O QUE SE PEDE:
Reproduza na íntegra, sem qualquer alteração, o texto sobre a expulsão da Rádio Nacional de Angola em 1977 e a gerência de uma fábrica de confecções.

TEXTO PARA ANÁLISE:
A qualquer hora podíamos ser acusados de coisas falsas, como eu fui. Estava no auge a actividade da OCA e o «chamado» fraccionismo.

Corria o ano de 1977. Por qualquer fantasma passado na cabeça do então ministro da Informação, João Filipe Martins (já falecido), expulsou-me da RNA. Diga-se a verdade que eu conhecia muitos membros de qualquer das organizações em actividade, mas era completamente mentira que eu pertencesse a alguma delas!

Foi então aberto um inquérito na Rádio Nacional de Angola.

Então, eu, sem trabalho nem meios de subsistência, fui procurar como ganhar a vida. E foi por acaso que um amigo me perguntou se queria assumir a gerência duma fábrica. Aceitei, é claro.

Era uma fábrica com algumas centenas de trabalhadores.

Confecções em malha de algodão, produzido em Angola, e tinha também tecelagem e tinturaria.

Eu apenas sabia pregar botões e mal...mas estava ali para motivar e organizar os trabalhadores, e, para isso, eu sentia-me à vontade.

Eram tempos difíceis, porque não havia nada para consumir. Os kwanzas que ganhávamos não serviam para quase nada. Tinha mais valor a troca directa que o dinheiro.

Comprávamos o algodão para a fábrica, transformávamos em fio na fiação e passava para a tecelagem. Depois a malha era entregue na secção de confecções onde fazíamos as camisolas, blusas, polos, etc.

DADOS PARA ANÁLISE:
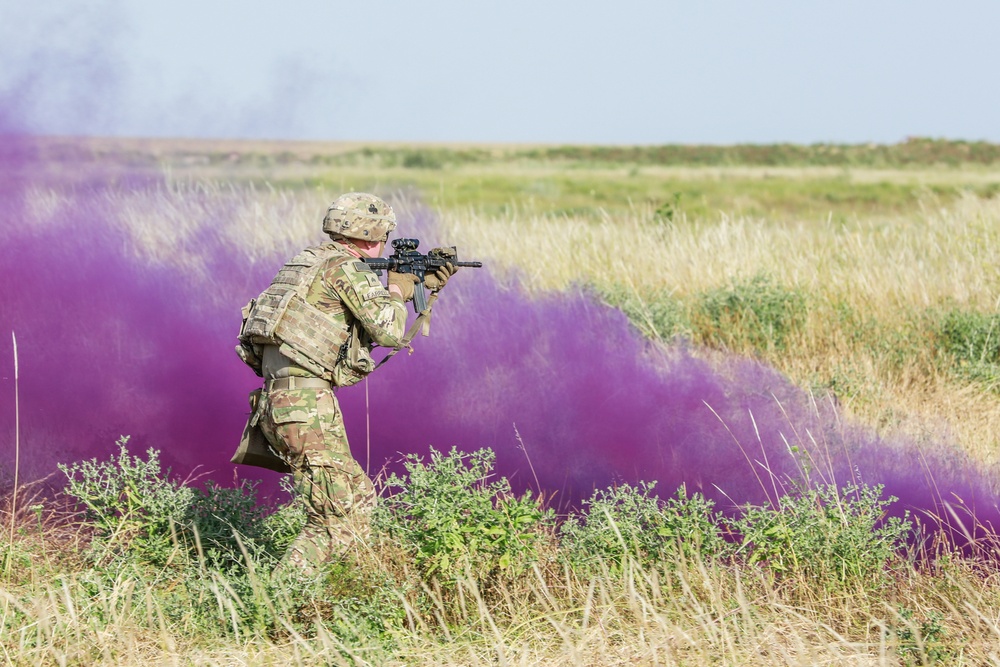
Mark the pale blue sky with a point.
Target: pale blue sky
(628, 71)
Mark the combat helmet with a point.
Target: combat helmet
(359, 215)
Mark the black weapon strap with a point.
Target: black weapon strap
(422, 324)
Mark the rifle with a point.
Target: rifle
(406, 259)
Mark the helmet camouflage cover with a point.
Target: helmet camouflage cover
(359, 215)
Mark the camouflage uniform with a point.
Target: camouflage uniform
(309, 333)
(306, 427)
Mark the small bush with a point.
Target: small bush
(757, 313)
(830, 536)
(630, 522)
(452, 520)
(972, 341)
(133, 510)
(660, 316)
(138, 514)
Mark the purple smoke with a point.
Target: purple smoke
(562, 388)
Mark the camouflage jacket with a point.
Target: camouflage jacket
(326, 309)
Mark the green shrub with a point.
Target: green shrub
(757, 313)
(660, 316)
(972, 341)
(133, 510)
(139, 515)
(452, 520)
(630, 522)
(829, 536)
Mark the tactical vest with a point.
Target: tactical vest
(282, 316)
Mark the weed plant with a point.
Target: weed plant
(818, 576)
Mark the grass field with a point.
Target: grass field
(869, 273)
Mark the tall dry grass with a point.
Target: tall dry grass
(885, 270)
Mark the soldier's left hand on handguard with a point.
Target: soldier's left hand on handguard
(439, 278)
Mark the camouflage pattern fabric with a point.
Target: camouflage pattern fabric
(306, 428)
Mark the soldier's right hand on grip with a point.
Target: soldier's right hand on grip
(405, 282)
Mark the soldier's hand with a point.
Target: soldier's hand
(435, 281)
(405, 282)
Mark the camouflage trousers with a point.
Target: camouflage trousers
(306, 427)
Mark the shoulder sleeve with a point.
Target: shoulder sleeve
(380, 313)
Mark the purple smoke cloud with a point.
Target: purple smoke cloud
(562, 388)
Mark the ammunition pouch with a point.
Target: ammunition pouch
(254, 449)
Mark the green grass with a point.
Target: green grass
(454, 576)
(869, 271)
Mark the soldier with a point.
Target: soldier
(309, 333)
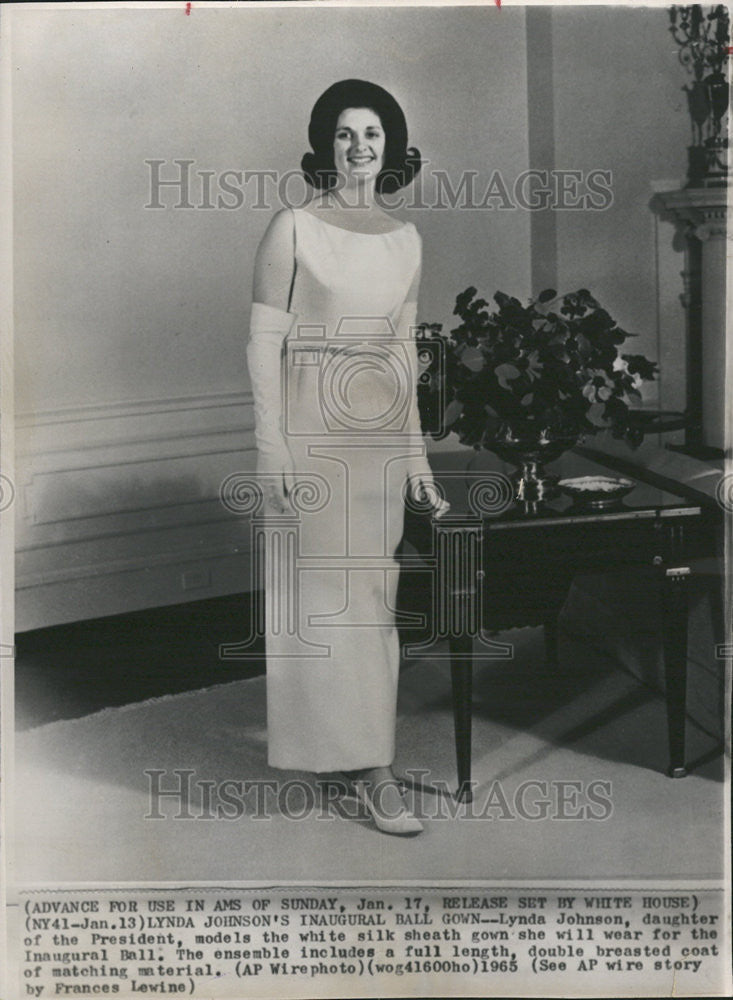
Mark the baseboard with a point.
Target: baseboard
(118, 506)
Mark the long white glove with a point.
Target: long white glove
(268, 328)
(419, 473)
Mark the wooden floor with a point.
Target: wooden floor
(68, 671)
(71, 670)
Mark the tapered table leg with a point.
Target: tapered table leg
(674, 643)
(461, 648)
(551, 630)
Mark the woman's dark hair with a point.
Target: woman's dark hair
(401, 164)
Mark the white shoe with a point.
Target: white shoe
(403, 824)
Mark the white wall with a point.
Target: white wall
(131, 385)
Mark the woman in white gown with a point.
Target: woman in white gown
(333, 366)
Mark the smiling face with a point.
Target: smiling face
(358, 145)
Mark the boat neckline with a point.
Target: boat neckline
(355, 232)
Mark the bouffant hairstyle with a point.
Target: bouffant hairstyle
(401, 164)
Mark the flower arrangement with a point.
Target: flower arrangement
(548, 370)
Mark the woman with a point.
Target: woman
(333, 366)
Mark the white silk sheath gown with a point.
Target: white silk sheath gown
(330, 571)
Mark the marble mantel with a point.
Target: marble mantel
(700, 216)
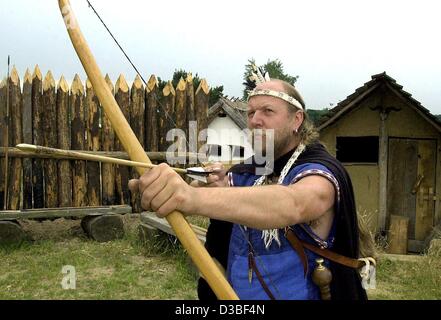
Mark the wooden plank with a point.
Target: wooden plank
(122, 97)
(50, 140)
(27, 138)
(151, 115)
(382, 167)
(151, 219)
(63, 212)
(107, 169)
(2, 139)
(93, 144)
(156, 156)
(398, 234)
(402, 175)
(79, 186)
(37, 115)
(64, 142)
(167, 115)
(191, 120)
(201, 108)
(16, 169)
(137, 122)
(425, 204)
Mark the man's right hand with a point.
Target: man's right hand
(218, 178)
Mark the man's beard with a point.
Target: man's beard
(271, 141)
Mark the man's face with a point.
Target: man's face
(266, 112)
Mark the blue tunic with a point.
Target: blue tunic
(280, 266)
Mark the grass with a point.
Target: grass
(122, 269)
(129, 269)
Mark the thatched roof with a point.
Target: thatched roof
(235, 109)
(381, 79)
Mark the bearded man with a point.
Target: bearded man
(256, 209)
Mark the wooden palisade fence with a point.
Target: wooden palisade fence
(44, 113)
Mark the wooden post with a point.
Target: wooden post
(93, 144)
(27, 138)
(181, 118)
(3, 143)
(167, 115)
(107, 169)
(37, 114)
(78, 130)
(398, 234)
(50, 140)
(137, 123)
(122, 97)
(151, 115)
(195, 249)
(16, 136)
(201, 109)
(382, 166)
(64, 142)
(191, 118)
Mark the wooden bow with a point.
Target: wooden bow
(185, 234)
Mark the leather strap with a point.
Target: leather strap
(325, 253)
(252, 265)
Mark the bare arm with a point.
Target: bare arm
(267, 207)
(264, 207)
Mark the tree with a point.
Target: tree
(215, 92)
(274, 69)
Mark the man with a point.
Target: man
(306, 193)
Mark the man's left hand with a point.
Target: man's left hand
(163, 191)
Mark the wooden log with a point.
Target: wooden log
(201, 109)
(151, 115)
(93, 144)
(167, 115)
(11, 233)
(137, 122)
(191, 120)
(103, 228)
(154, 156)
(3, 143)
(16, 169)
(398, 234)
(54, 213)
(79, 185)
(50, 140)
(64, 142)
(122, 97)
(37, 116)
(148, 234)
(181, 119)
(107, 169)
(27, 138)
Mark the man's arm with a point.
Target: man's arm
(264, 207)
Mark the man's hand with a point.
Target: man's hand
(163, 191)
(218, 178)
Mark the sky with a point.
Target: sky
(333, 46)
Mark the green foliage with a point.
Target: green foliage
(315, 115)
(274, 69)
(215, 92)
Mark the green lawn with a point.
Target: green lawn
(128, 269)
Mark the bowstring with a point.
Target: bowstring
(130, 61)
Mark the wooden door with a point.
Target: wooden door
(411, 184)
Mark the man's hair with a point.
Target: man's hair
(307, 132)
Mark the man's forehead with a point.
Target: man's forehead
(272, 85)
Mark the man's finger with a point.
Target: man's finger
(134, 185)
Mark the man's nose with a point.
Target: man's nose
(256, 120)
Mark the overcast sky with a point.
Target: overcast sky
(334, 46)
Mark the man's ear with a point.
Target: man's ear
(299, 117)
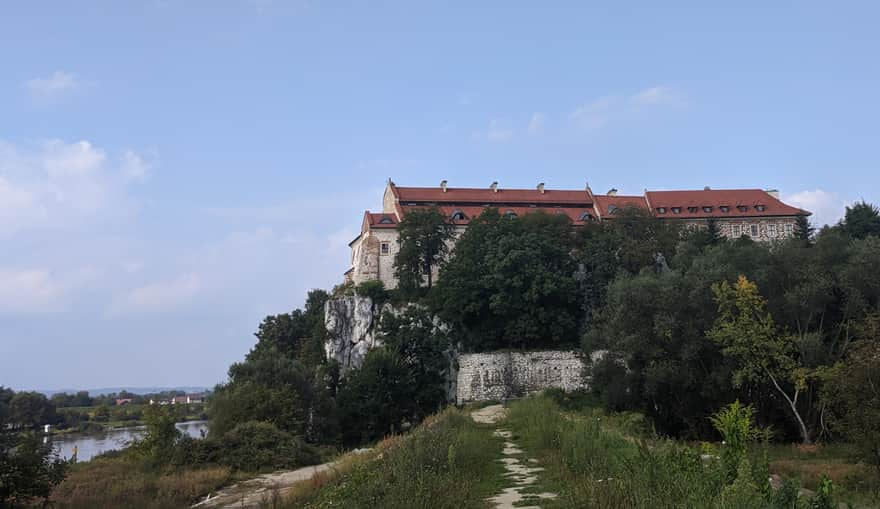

RESULTADO DO EXERCÍCIO:
A qualquer hora podíamos ser acusados de coisas falsas, como eu fui. Estava no auge a actividade da OCA e o «chamado» fraccionismo.

Corria o ano de 1977. Por qualquer fantasma passado na cabeça do então ministro da Informação, João Filipe Martins (já falecido), expulsou-me da RNA. Diga-se a verdade que eu conhecia muitos membros de qualquer das organizações em actividade, mas era completamente mentira que eu pertencesse a alguma delas!

Foi então aberto um inquérito na Rádio Nacional de Angola.

Então, eu, sem trabalho nem meios de subsistência, fui procurar como ganhar a vida. E foi por acaso que um amigo me perguntou se queria assumir a gerência duma fábrica. Aceitei, é claro.

Era uma fábrica com algumas centenas de trabalhadores.

Confecções em malha de algodão, produzido em Angola, e tinha também tecelagem e tinturaria.

Eu apenas sabia pregar botões e mal...mas estava ali para motivar e organizar os trabalhadores, e, para isso, eu sentia-me à vontade.

Eram tempos difíceis, porque não havia nada para consumir. Os kwanzas que ganhávamos não serviam para quase nada. Tinha mais valor a troca directa que o dinheiro.

Comprávamos o algodão para a fábrica, transformávamos em fio na fiação e passava para a tecelagem. Depois a malha era entregue na secção de confecções onde fazíamos as camisolas, blusas, polos, etc.